→ Prompt A: Set down the records word for word, everything from their very first line down to the line that contains "M 134 246 L 171 243 L 165 115 L 124 118 Z", with both ends included.

→ Quoted passage:
When Doing Good Feels Heavy
“Let us not become weary in doing good, for at the proper time we will reap a harvest if we do not give up.”

Where It All Started
“Each of you should use whatever gift you have received to serve others, as faithful stewards of God’s grace…”
-Peter 4:10
When I first started working with mustangs, there was a program that offered incentives for training them to help find them homes.
The goal was simple—gentle them, get them adoptable, and move them on.
And for a lot of people, that works.
But I found myself drawn to a different group.
The ones that came in with injuries from the wild.
The ones that had clearly struggled on the range—poor condition, health issues, bodies that had already taken more wear than they should have.
The ones that weren’t going to be the easy success stories.
Over time, it became clear that not all of them were going to fit neatly into that system.
Some needed more time.
Some needed ongoing care.
And some… weren’t going to have the kind of future most people are looking for when they adopt a horse.
So I made a choice.
Instead of pushing them through a process they didn’t fit into, I kept them.
Not because it was easy.
Not because it made financial sense.
But because they deserved somewhere safe to land.
Because the reality is—without that, many mustangs don’t end up in good situations. Some end up being passed around. Some fall through the cracks. And some are sold for meat.
That didn’t sit right with me.
So what started as training and placement slowly became something else.
It became long-term responsibility.
It became sanctuary.
And whether people understand that choice or not—that’s where all of this began.

→ Prompt B: Resume the reflection on giving injured mustangs a sanctuary, picking up right after its final sentence.

Stored items from a collection:
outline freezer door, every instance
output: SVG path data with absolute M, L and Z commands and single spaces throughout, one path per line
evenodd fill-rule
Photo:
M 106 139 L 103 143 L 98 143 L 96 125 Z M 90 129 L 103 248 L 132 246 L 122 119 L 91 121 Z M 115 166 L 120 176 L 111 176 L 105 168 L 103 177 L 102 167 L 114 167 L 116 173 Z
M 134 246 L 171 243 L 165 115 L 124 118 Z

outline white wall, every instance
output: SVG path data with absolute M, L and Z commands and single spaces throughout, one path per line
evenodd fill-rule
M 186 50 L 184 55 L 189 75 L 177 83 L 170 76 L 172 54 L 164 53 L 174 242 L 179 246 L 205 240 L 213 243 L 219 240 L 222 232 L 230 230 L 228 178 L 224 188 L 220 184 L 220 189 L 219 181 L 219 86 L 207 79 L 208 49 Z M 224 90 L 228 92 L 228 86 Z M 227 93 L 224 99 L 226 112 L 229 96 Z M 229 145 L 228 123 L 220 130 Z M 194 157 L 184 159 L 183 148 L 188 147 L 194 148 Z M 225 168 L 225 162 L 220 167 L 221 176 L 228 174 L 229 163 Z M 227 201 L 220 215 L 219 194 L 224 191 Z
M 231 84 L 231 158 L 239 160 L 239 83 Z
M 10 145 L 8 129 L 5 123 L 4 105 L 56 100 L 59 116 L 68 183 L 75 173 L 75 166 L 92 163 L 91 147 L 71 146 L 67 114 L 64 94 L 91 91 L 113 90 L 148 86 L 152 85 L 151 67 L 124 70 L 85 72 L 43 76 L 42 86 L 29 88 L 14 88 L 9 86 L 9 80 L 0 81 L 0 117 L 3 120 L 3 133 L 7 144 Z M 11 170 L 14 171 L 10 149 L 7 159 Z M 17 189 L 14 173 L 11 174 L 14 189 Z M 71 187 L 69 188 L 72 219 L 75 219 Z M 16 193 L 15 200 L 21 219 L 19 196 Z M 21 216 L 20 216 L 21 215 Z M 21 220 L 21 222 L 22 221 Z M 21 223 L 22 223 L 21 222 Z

→ Task answer A:
outline freezer door, every instance
output: SVG path data with absolute M, L and Z commands and single spaces throughout, one path per line
evenodd fill-rule
Photo:
M 106 139 L 103 143 L 98 143 L 96 125 Z M 90 129 L 103 248 L 132 246 L 122 119 L 91 121 Z M 115 166 L 120 176 L 111 176 L 105 168 L 103 177 L 102 167 L 114 167 L 116 173 Z
M 134 246 L 171 243 L 165 115 L 124 118 Z

→ Task answer B:
The Side of Rescue No One Talks About
There’s a version of animal rescue people like to see—the happy endings, the before-and-afters, the lives saved.
And those moments are real. They matter. They’re the reason I started.
But there’s another side to this life that doesn’t get talked about nearly enough.
The side where the bills don’t stop coming, even when donations do.
The side where you spend hours working on products, posts, and ideas to support the animals—only to be met with silence. No sales. No interest.
The side where animals come in sick or broken, and you carry the weight of trying to fix what you didn’t cause.
And maybe the hardest part… the lack of support.
Flyers get torn down. Posts get removed. People make assumptions, criticisms, even false claims—without ever stepping foot here or seeing what actually goes into this.
It’s exhausting.
There are days it feels like no matter how much you give, it’s never enough.
What Commitment Actually Looks Like
This past week, our property flooded.
Not a little water here and there—enough mud and standing water that getting a trailer in was impossible. Deliveries weren’t an option. There was no easy solution.
So I did what needed to be done.
Every day, I drove out to get hay—just enough for that day. A bale per horse. Loaded it into the back of the truck, brought it home, and then carried it—by hand—through mud and water to get it over the fence to them.
Every. Single. Day.
It cost more this way.
It took more time.
It took more out of me physically than I want to admit.
But they still had to eat.
There wasn’t a choice.
And what’s hard isn’t just doing it—it’s doing all of that and knowing no one sees it.
No one sees the extra trips.
No one sees the weight of those bales in wet, heavy air.
No one sees the time, the effort, the problem-solving just to make sure they’re okay.
What people do seem to see is everything they think I’m doing wrong.
That’s the part that wears on you.
Because when you’re already stretched thin, already pushing through things most people wouldn’t choose to deal with… the last thing you expect is to be met with negativity instead of even the smallest amount of understanding.
I’m not sharing this for praise.
I’m sharing it because this is what commitment actually looks like.
It’s not pretty.
It’s not convenient.
And most of the time—it’s not recognized.
But it still matters.
Why Don't You Just Sell Them?
There’s a conversation that keeps coming up in different forms.
“Why don’t you just sell them?”
“Why keep animals that aren’t worth anything?”
“Wouldn’t it be easier to walk away?”
On paper, maybe it would be.
But these aren’t numbers on a spreadsheet.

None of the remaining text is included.